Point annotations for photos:
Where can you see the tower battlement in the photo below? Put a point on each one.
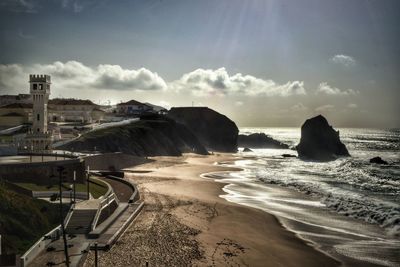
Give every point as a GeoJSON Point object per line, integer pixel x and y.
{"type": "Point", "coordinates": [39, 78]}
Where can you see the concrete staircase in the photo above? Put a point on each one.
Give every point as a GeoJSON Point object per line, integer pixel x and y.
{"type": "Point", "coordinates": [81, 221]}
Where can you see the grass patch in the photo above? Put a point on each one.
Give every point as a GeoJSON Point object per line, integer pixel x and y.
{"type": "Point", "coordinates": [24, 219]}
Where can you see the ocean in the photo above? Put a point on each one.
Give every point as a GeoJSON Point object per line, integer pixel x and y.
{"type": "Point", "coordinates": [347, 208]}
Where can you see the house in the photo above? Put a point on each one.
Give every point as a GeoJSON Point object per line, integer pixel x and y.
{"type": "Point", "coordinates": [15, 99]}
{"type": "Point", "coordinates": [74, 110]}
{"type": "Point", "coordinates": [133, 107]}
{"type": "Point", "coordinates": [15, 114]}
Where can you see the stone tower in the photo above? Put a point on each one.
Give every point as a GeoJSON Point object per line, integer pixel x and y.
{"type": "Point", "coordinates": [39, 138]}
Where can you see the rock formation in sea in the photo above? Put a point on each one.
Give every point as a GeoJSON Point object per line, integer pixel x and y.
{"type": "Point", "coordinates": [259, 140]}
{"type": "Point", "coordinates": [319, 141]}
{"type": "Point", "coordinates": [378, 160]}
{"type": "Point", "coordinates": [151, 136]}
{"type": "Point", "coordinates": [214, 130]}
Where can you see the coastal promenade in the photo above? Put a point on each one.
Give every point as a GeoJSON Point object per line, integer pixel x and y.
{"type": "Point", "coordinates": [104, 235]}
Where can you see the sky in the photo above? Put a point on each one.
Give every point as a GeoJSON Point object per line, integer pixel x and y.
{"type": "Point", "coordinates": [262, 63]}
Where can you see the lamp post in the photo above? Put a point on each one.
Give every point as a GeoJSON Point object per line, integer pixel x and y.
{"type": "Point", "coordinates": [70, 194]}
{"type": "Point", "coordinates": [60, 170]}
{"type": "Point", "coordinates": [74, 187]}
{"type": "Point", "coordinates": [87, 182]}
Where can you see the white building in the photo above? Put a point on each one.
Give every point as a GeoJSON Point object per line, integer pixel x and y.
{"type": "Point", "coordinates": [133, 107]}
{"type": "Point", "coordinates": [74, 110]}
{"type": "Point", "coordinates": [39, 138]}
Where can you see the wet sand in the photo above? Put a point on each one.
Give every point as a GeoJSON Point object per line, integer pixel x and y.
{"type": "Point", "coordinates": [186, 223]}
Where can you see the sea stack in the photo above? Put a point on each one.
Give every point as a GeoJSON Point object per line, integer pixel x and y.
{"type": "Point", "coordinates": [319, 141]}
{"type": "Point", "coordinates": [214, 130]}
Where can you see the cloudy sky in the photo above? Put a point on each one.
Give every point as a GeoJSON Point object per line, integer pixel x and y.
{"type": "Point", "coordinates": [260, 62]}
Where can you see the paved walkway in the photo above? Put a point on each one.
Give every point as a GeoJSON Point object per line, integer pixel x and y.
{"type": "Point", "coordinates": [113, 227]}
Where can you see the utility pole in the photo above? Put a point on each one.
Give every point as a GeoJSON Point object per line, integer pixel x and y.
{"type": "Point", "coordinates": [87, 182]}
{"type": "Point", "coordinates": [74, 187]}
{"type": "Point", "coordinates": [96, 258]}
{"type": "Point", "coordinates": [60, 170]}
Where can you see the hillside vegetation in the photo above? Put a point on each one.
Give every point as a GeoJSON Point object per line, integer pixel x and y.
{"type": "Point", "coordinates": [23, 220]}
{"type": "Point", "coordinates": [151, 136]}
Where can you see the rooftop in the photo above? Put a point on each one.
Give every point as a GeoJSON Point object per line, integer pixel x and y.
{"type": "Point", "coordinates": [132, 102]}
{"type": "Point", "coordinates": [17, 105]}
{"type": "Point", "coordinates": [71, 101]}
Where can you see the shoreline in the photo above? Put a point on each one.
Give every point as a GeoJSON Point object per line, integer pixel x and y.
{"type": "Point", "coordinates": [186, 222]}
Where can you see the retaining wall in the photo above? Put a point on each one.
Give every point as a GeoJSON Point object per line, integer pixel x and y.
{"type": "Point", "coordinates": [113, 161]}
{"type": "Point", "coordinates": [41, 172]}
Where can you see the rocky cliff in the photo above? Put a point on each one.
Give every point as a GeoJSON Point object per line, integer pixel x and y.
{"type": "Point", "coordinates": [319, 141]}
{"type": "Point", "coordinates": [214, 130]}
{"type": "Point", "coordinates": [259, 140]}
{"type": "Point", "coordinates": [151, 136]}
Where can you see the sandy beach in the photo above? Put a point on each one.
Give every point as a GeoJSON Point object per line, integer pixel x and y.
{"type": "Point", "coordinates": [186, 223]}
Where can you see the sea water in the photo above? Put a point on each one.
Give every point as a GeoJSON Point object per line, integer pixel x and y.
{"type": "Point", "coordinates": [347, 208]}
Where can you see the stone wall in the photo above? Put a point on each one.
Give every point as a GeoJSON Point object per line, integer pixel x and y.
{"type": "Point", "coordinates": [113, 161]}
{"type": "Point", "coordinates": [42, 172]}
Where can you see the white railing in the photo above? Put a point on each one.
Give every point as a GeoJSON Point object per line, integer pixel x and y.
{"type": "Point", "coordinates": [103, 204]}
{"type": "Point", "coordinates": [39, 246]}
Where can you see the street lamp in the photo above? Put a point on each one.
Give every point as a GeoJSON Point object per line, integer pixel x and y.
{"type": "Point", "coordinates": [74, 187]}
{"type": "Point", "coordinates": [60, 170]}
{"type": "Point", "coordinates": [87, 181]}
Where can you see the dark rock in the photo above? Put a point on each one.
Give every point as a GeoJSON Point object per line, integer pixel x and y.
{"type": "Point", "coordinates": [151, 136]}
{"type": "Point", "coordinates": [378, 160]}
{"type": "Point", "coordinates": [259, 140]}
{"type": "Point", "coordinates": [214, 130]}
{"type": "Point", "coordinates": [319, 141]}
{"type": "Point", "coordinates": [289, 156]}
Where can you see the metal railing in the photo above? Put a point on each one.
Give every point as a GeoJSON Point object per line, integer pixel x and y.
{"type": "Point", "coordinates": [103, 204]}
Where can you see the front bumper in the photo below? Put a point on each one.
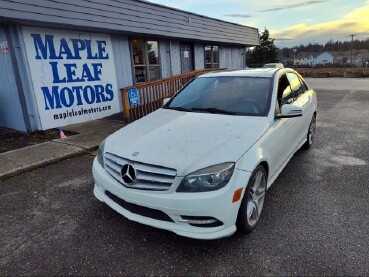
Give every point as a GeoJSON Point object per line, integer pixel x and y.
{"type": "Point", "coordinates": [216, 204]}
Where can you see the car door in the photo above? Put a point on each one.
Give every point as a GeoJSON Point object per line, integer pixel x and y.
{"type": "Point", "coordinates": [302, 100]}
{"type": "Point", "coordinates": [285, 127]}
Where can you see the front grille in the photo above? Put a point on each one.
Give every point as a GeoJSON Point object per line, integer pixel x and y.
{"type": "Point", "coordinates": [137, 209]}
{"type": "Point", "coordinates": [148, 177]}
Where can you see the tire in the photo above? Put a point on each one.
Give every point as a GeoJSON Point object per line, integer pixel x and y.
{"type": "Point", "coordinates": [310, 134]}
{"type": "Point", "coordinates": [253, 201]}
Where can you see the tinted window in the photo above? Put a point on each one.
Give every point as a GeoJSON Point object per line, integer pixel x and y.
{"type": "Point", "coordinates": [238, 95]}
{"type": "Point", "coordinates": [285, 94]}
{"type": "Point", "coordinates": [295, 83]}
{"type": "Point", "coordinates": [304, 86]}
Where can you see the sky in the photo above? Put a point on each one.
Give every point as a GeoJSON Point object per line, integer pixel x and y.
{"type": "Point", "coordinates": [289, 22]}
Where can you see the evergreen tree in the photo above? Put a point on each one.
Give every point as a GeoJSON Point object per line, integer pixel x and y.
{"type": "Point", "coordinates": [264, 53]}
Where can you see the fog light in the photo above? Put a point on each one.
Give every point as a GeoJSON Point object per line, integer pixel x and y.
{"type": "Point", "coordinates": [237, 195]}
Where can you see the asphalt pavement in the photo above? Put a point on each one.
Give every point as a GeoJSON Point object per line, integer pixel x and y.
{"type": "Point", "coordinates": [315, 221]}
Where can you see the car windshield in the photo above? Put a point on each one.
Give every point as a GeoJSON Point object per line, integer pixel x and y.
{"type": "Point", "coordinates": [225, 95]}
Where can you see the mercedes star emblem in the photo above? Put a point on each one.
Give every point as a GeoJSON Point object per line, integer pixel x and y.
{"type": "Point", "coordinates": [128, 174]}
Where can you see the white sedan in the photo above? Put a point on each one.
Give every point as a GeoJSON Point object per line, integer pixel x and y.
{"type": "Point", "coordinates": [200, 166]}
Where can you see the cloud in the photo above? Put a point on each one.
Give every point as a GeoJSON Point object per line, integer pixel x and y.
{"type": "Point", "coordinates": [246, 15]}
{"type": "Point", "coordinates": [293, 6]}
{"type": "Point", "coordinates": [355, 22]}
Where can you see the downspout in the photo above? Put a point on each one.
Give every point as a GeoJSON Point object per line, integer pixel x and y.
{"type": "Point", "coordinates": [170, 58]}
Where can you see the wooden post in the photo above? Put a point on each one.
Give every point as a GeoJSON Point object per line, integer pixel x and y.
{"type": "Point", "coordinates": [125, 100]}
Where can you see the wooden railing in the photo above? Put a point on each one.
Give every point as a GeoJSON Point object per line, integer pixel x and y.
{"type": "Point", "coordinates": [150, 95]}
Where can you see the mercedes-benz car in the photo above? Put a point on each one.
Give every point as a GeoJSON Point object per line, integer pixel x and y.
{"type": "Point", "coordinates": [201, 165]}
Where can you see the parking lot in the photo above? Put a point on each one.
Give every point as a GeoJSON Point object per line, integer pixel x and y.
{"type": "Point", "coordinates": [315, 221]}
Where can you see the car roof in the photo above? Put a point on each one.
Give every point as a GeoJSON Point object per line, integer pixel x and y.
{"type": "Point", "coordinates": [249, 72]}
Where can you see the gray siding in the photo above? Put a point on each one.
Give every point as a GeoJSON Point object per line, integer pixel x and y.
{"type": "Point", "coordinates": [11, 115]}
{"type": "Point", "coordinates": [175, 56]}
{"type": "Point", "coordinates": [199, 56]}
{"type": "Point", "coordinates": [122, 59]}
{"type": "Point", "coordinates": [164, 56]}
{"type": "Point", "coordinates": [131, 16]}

PROBLEM REQUIREMENTS:
Starting with the line that contains "Where can you see the car roof", repeat each line through the last one exactly as it appears. Include both ends and nothing more.

ANSWER TO THE TASK:
Where can you see the car roof in the photo above? Put a point on each one.
Give every point as a GeoJSON Point object per line, integer pixel x and y.
{"type": "Point", "coordinates": [249, 72]}
Where can you see the gray siding in the photo above? Put a point on each one.
Give every point as a GeoJSON Point object per line, integer pixel x and y.
{"type": "Point", "coordinates": [11, 115]}
{"type": "Point", "coordinates": [175, 56]}
{"type": "Point", "coordinates": [199, 56]}
{"type": "Point", "coordinates": [122, 59]}
{"type": "Point", "coordinates": [164, 56]}
{"type": "Point", "coordinates": [131, 16]}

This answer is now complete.